Pull out each of the records below and write it out again word for word, changing nothing.

> _Entries from a dataset_
--------------------------------
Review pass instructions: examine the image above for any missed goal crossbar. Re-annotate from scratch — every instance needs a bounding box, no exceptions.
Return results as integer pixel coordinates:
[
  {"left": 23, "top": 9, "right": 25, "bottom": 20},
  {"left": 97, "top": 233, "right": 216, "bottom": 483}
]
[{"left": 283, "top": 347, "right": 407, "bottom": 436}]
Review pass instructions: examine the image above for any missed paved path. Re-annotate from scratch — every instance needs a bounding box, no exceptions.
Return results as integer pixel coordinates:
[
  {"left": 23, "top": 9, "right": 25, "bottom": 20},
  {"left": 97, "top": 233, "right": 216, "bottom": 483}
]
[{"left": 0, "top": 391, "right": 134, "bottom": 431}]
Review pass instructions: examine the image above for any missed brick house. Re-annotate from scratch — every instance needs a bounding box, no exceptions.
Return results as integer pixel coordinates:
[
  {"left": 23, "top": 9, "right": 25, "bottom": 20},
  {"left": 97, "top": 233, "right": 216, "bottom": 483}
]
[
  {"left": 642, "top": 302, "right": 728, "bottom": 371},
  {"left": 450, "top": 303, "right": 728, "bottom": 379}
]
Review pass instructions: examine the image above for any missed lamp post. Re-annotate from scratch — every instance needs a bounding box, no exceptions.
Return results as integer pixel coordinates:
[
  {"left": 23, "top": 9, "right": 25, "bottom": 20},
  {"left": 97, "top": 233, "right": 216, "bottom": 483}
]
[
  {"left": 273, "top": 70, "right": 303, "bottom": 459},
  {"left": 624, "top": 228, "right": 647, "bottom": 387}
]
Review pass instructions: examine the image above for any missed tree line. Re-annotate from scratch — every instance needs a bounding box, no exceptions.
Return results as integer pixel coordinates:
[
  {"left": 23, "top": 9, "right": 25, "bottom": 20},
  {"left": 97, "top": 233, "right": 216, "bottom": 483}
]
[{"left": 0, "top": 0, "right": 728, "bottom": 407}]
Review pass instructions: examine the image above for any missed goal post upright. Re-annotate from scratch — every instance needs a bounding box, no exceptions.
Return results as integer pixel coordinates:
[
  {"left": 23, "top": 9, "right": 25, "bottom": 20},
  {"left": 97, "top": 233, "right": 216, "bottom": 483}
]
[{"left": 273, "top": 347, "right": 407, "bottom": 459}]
--------------------------------
> _Solution_
Review pass instructions: examine the image above for any missed goal crossbar. Re-annotate from scratch — every instance needs a bounding box, no exceptions.
Return results as integer pixel coordinates:
[
  {"left": 23, "top": 9, "right": 25, "bottom": 20},
  {"left": 97, "top": 233, "right": 216, "bottom": 483}
]
[{"left": 283, "top": 347, "right": 407, "bottom": 436}]
Review pass instructions: examine the image above for any missed paved path. Re-annotate from scratch — every instance needs a bounding box, no exceptions.
Return results as integer pixel coordinates:
[
  {"left": 23, "top": 9, "right": 25, "bottom": 20},
  {"left": 97, "top": 233, "right": 216, "bottom": 483}
]
[{"left": 0, "top": 391, "right": 134, "bottom": 431}]
Review pass instructions: examine the image above for any missed brick house. Re-annotate from scratch — every instance needs a bounding box, no exceptions.
Return results as integer pixel coordinates:
[
  {"left": 23, "top": 9, "right": 25, "bottom": 20},
  {"left": 97, "top": 233, "right": 216, "bottom": 483}
]
[
  {"left": 642, "top": 302, "right": 728, "bottom": 371},
  {"left": 450, "top": 303, "right": 728, "bottom": 379}
]
Review pass instructions: examine the image above for any missed lamp post. Re-annotate from scratch — every instance needs a bounding box, no exceptions.
Return results as integer pixel coordinates:
[
  {"left": 23, "top": 9, "right": 25, "bottom": 20},
  {"left": 97, "top": 233, "right": 216, "bottom": 483}
]
[
  {"left": 273, "top": 70, "right": 303, "bottom": 459},
  {"left": 624, "top": 228, "right": 647, "bottom": 387}
]
Review pass instructions: examine the image above for any missed tree line. Re-annotate from scratch — every instance needs a bounding box, no exceptions.
Return results as integer pixel coordinates:
[
  {"left": 23, "top": 9, "right": 25, "bottom": 20},
  {"left": 97, "top": 233, "right": 216, "bottom": 483}
]
[{"left": 0, "top": 0, "right": 728, "bottom": 407}]
Review pass instructions: examine the image above for any missed goal post upright. Re-annotate from scratch — every instance needs a bounding box, no exceptions.
Return results as integer pixel coordinates:
[
  {"left": 23, "top": 9, "right": 25, "bottom": 20},
  {"left": 97, "top": 233, "right": 216, "bottom": 483}
]
[{"left": 273, "top": 347, "right": 407, "bottom": 459}]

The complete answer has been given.